— What needs to be done —
Write out every entry exactly as given, but omit the pictures.

— Source material —
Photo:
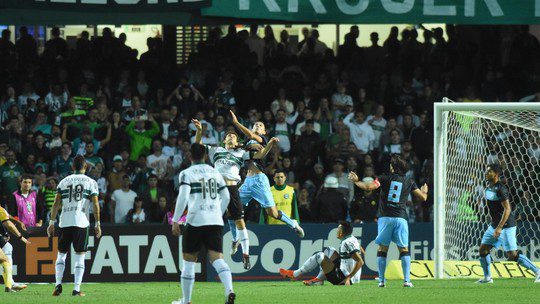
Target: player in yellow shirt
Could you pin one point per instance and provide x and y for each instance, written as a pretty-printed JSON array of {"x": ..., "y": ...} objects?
[
  {"x": 285, "y": 199},
  {"x": 5, "y": 219}
]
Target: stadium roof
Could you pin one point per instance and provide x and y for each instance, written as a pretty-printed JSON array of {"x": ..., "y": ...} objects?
[{"x": 183, "y": 12}]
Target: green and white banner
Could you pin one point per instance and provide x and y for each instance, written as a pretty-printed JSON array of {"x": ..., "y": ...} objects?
[{"x": 381, "y": 11}]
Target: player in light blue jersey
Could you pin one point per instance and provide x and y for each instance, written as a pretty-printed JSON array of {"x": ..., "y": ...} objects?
[
  {"x": 502, "y": 229},
  {"x": 256, "y": 185}
]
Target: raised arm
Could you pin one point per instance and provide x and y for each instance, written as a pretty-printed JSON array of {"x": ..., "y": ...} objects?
[
  {"x": 95, "y": 203},
  {"x": 364, "y": 186},
  {"x": 247, "y": 132},
  {"x": 506, "y": 213},
  {"x": 56, "y": 206},
  {"x": 261, "y": 154},
  {"x": 225, "y": 195},
  {"x": 13, "y": 229}
]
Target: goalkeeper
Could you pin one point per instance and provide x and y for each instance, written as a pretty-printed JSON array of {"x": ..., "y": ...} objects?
[{"x": 502, "y": 230}]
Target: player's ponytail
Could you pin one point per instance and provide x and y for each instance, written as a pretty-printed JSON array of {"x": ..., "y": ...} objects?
[
  {"x": 399, "y": 165},
  {"x": 78, "y": 163}
]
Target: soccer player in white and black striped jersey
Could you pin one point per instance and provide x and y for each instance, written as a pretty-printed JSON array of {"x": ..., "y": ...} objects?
[
  {"x": 204, "y": 192},
  {"x": 228, "y": 160},
  {"x": 74, "y": 195}
]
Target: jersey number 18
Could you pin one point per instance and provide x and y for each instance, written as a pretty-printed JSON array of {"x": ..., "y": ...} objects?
[{"x": 75, "y": 193}]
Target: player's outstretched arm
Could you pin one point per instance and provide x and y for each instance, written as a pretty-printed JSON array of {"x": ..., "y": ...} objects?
[
  {"x": 247, "y": 132},
  {"x": 225, "y": 197},
  {"x": 54, "y": 213},
  {"x": 262, "y": 154},
  {"x": 364, "y": 186},
  {"x": 17, "y": 222},
  {"x": 198, "y": 134},
  {"x": 95, "y": 203},
  {"x": 421, "y": 194}
]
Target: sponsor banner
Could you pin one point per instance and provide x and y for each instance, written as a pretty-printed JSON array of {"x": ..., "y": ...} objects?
[
  {"x": 122, "y": 254},
  {"x": 150, "y": 253},
  {"x": 277, "y": 246},
  {"x": 381, "y": 11},
  {"x": 459, "y": 269}
]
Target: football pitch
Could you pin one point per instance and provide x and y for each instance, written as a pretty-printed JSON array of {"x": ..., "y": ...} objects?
[{"x": 425, "y": 291}]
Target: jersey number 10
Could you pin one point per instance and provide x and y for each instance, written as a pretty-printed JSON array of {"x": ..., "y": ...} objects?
[
  {"x": 210, "y": 187},
  {"x": 394, "y": 193}
]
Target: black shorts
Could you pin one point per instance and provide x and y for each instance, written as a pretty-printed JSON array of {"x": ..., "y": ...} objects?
[
  {"x": 235, "y": 210},
  {"x": 335, "y": 276},
  {"x": 73, "y": 235},
  {"x": 209, "y": 236}
]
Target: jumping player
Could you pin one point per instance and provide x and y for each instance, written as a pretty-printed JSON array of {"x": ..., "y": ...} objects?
[
  {"x": 74, "y": 195},
  {"x": 502, "y": 229},
  {"x": 343, "y": 267},
  {"x": 392, "y": 223},
  {"x": 256, "y": 185},
  {"x": 228, "y": 160}
]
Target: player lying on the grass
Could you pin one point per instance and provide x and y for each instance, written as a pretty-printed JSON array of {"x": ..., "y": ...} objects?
[
  {"x": 204, "y": 192},
  {"x": 6, "y": 261},
  {"x": 256, "y": 186},
  {"x": 74, "y": 194},
  {"x": 341, "y": 267},
  {"x": 392, "y": 225},
  {"x": 502, "y": 229},
  {"x": 228, "y": 160}
]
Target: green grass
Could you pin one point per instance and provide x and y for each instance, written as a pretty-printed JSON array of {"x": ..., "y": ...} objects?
[{"x": 425, "y": 291}]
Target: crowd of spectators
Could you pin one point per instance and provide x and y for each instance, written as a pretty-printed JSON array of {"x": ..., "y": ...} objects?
[{"x": 333, "y": 112}]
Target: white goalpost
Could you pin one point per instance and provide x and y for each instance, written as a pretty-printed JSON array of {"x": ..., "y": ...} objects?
[{"x": 469, "y": 136}]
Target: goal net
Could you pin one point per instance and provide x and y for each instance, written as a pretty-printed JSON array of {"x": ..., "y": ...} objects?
[{"x": 468, "y": 138}]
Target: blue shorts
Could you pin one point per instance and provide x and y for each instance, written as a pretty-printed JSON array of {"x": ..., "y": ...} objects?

— Solution to the problem —
Photo:
Target: player in yellow shirt
Could you pin one point per instance and provide x and y for each instance, written as a pretty-printed JSON array of {"x": ..., "y": ...} objects?
[
  {"x": 285, "y": 199},
  {"x": 5, "y": 219}
]
Target: stadium roof
Could you pin one point per instance and provide x and y for each instance, written as a pretty-printed JSON array of {"x": ..., "y": ...} objects?
[{"x": 183, "y": 12}]
Target: green and white banner
Could you pin one point per instance and provide x and y for each instance, written as a pretty-printed JSON array of {"x": ..., "y": ...} objects?
[{"x": 381, "y": 11}]
Target: player in light blue jersey
Could you pin one point per instance and provide x and y for each instance, written as a pretty-printed JSON array of {"x": ..., "y": ...} objects?
[
  {"x": 502, "y": 229},
  {"x": 256, "y": 185}
]
Target: raised arm
Could you pin one point per instance and provide x and y for each instance, written as a pretty-printed JSON array of {"x": ..., "y": ...} objects?
[
  {"x": 95, "y": 203},
  {"x": 364, "y": 186},
  {"x": 247, "y": 132},
  {"x": 506, "y": 213},
  {"x": 56, "y": 206},
  {"x": 261, "y": 154},
  {"x": 225, "y": 195},
  {"x": 13, "y": 229}
]
Target: goalkeeper
Could you pin one point per instance and provide x and y for each instance, written as a pretty-printed JSON array of {"x": ..., "y": ...} objects?
[{"x": 502, "y": 230}]
Target: player's ponytail
Could you pin one point per instance and provide x and y for each instance, written as a pretty-printed JSON array of {"x": ..., "y": ...} objects?
[
  {"x": 399, "y": 165},
  {"x": 78, "y": 163}
]
Target: soccer player in white and black striped jersey
Could you pin one point per instance and provide x and y for each instance, written as a pretty-printed JSON array of {"x": ..., "y": ...} objects?
[
  {"x": 204, "y": 192},
  {"x": 228, "y": 160},
  {"x": 74, "y": 195}
]
Target: jersey number 18
Could you pin one point per instance and provide x and y for each instance, written as a pretty-printed JSON array of {"x": ..., "y": ...} objects?
[{"x": 75, "y": 193}]
Target: player's outstretched arm
Could you pin one point per instance and provide x and y for each instance, written as a pretty-printed JSON array of {"x": ..., "y": ...} objects?
[
  {"x": 247, "y": 132},
  {"x": 225, "y": 197},
  {"x": 54, "y": 213},
  {"x": 262, "y": 154},
  {"x": 364, "y": 186},
  {"x": 17, "y": 222},
  {"x": 198, "y": 134},
  {"x": 95, "y": 203},
  {"x": 421, "y": 194}
]
Target: sponsor banner
Could you pin one point per instance and provide x and y for each instance, written as a pretty-printed JSON array of {"x": ..., "y": ...} objects?
[
  {"x": 122, "y": 254},
  {"x": 150, "y": 253},
  {"x": 277, "y": 246},
  {"x": 381, "y": 11},
  {"x": 459, "y": 269}
]
Target: football pitch
Could you pin one point per instance and provide x and y for each instance, written as a pretty-printed JSON array of {"x": ..., "y": ...} objects?
[{"x": 425, "y": 291}]
Target: jersey number 10
Could you pin one point per instance and provide x and y for each instance, written as a pretty-printed JSON array of {"x": ..., "y": ...} objects?
[
  {"x": 210, "y": 187},
  {"x": 394, "y": 193}
]
Target: black shorts
Could you pin one point per instance and provide x and y for each instance, written as a pretty-printed JSON array of {"x": ..., "y": ...} objects?
[
  {"x": 235, "y": 210},
  {"x": 335, "y": 276},
  {"x": 73, "y": 235},
  {"x": 209, "y": 236}
]
Target: jumping player
Could you pin one point per instance and provide x and y for each instance, written as a pretty-printed JSON array of {"x": ..., "y": ...} objects?
[
  {"x": 74, "y": 195},
  {"x": 502, "y": 229},
  {"x": 343, "y": 267},
  {"x": 392, "y": 223},
  {"x": 256, "y": 185},
  {"x": 228, "y": 160}
]
Target: player lying on the grass
Could you pin one point per instance and provide x and y for each instance, written as a pretty-printed JSON array of {"x": ..., "y": ...} objects?
[
  {"x": 204, "y": 192},
  {"x": 6, "y": 261},
  {"x": 256, "y": 186},
  {"x": 74, "y": 194},
  {"x": 341, "y": 267},
  {"x": 392, "y": 225},
  {"x": 502, "y": 229},
  {"x": 228, "y": 160}
]
Target: green grass
Could you pin one point per instance and provide x and y for each instance, written as a pretty-printed JSON array of {"x": ..., "y": ...} objects?
[{"x": 425, "y": 291}]
Target: crowd of spectators
Could you pin one point per instance and provide x and y for each instance, written as a pretty-printed JSON array of {"x": ..., "y": ...} objects?
[{"x": 333, "y": 112}]
Target: white goalpost
Could you pin one point per instance and provide x and y for each instance, written as a pretty-printed JSON array of {"x": ..., "y": ...} objects?
[{"x": 469, "y": 136}]
Target: goal net
Could you pin one point per instance and provide x and y for each instance, written as a pretty-printed JSON array of {"x": ..., "y": ...} objects?
[{"x": 468, "y": 138}]
Target: blue shorts
Could you pin one point per instance and provide x and y for each instance, written as a pretty-printed JSON array of {"x": ..., "y": ...} objects?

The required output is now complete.